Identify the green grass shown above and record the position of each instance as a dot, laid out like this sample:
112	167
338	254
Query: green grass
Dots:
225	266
++++++++++++++++++++
## Task prompt
Every line from above should appear again in the answer, exactly as written.

## Finished task
Identify the green grass shown above and record the position of each instance as a dot, laid out like this sample:
112	167
338	254
Query: green grass
Dots:
225	266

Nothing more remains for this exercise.